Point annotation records
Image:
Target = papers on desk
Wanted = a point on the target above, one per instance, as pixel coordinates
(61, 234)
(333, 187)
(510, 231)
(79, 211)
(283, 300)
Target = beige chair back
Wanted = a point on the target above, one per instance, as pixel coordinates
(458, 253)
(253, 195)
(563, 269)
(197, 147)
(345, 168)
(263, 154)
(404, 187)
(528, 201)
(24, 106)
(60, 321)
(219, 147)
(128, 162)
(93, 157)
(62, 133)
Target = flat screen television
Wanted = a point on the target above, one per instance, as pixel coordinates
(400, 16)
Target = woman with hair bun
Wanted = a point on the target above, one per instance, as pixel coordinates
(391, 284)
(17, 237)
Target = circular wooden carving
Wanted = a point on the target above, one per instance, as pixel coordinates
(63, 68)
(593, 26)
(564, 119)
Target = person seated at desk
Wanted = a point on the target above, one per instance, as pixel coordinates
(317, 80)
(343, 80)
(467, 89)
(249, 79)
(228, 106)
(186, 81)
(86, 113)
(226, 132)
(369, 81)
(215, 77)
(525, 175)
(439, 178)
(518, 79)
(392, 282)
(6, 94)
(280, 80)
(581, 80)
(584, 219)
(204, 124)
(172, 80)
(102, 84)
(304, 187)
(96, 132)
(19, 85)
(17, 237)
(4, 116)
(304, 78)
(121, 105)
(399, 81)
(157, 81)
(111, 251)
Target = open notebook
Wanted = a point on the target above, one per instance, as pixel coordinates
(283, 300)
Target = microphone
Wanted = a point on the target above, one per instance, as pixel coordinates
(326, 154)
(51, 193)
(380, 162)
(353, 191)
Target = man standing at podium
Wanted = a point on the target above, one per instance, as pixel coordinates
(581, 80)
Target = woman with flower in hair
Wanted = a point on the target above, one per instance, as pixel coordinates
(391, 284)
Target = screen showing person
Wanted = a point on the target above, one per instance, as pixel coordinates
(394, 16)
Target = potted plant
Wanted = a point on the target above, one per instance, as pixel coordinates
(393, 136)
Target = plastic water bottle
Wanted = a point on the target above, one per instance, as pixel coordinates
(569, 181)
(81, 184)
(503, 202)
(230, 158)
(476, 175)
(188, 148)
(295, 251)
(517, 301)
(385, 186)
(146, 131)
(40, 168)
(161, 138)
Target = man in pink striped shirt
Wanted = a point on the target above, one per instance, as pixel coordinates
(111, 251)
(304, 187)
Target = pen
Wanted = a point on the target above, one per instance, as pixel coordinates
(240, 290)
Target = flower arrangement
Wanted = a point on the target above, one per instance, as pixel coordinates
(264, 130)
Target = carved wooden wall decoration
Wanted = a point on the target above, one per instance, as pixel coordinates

**WHAT IS ASKED:**
Rewrite every line of the records above as a numbered list, dropping any blank lines.

**FINISHED ANSWER:**
1. Image:
2. Target = papers on desk
3. Wanted = a point on the target above, one per instance, as pixel coordinates
4. (61, 234)
5. (333, 187)
6. (510, 231)
7. (79, 211)
8. (283, 300)
9. Target = beige chair back
10. Wanted = a point on the target above, one per instance, as pixel coordinates
11. (458, 253)
12. (253, 195)
13. (563, 269)
14. (197, 147)
15. (345, 168)
16. (263, 154)
17. (404, 187)
18. (528, 201)
19. (24, 106)
20. (60, 321)
21. (219, 147)
22. (128, 162)
23. (93, 157)
24. (62, 133)
25. Target = flat screen television
26. Wanted = a point on the target above, one per instance, as pixel coordinates
27. (400, 16)
28. Target = woman with hair bun
29. Wanted = a point on the target above, one per instance, as pixel coordinates
30. (391, 284)
31. (17, 237)
32. Target = circular wooden carving
33. Wanted = a point on the target above, one per instance, as pixel coordinates
34. (63, 68)
35. (593, 26)
36. (564, 119)
37. Target = person seated at desk
38. Wanted = a point on the target above, one per instance, as pixel coordinates
39. (317, 80)
40. (343, 80)
41. (467, 89)
42. (249, 79)
43. (228, 106)
44. (186, 81)
45. (86, 113)
46. (226, 132)
47. (369, 81)
48. (215, 77)
49. (525, 175)
50. (439, 178)
51. (518, 79)
52. (392, 282)
53. (6, 94)
54. (280, 80)
55. (581, 80)
56. (584, 219)
57. (204, 124)
58. (172, 80)
59. (102, 84)
60. (304, 187)
61. (96, 132)
62. (19, 85)
63. (17, 237)
64. (4, 116)
65. (304, 78)
66. (121, 105)
67. (399, 81)
68. (157, 81)
69. (111, 251)
70. Target = open notebook
71. Wanted = a point on the target above, one per instance, as pixel coordinates
72. (283, 300)
73. Target = microphone
74. Wanted = a point on the target above, one per instance, as pixel coordinates
75. (326, 154)
76. (51, 193)
77. (380, 162)
78. (353, 191)
79. Target = man standing at podium
80. Wanted = a point on the target above, one per instance, as pixel coordinates
81. (581, 80)
82. Target = woman with flower in hair
83. Wanted = a point on the target above, one per instance, as pixel coordinates
84. (391, 284)
85. Target = screen showing person
86. Wanted = a point on the target above, one per instance, as pixel coordinates
87. (394, 16)
88. Target = potted plant
89. Wanted = a point on the target above, one per instance, as pixel coordinates
90. (393, 136)
91. Target = plastic water bottle
92. Wanted = a point on the target above, one per instance, as pixel coordinates
93. (569, 181)
94. (81, 184)
95. (503, 202)
96. (230, 158)
97. (476, 175)
98. (188, 148)
99. (295, 251)
100. (517, 301)
101. (385, 186)
102. (146, 131)
103. (40, 168)
104. (161, 138)
105. Target = man in pink striped shirt
106. Wanted = a point on the target above, one per instance, as pixel coordinates
107. (111, 251)
108. (304, 187)
109. Target = pen
110. Wanted = a point on the target above, one per instance, as pixel coordinates
111. (240, 290)
112. Target = flower arrangement
113. Wanted = a point on the target above, one per instance, as pixel coordinates
114. (264, 130)
115. Target = carved wooden wall decoration
116. Wanted = a point on the target above, one per instance, as pixel coordinates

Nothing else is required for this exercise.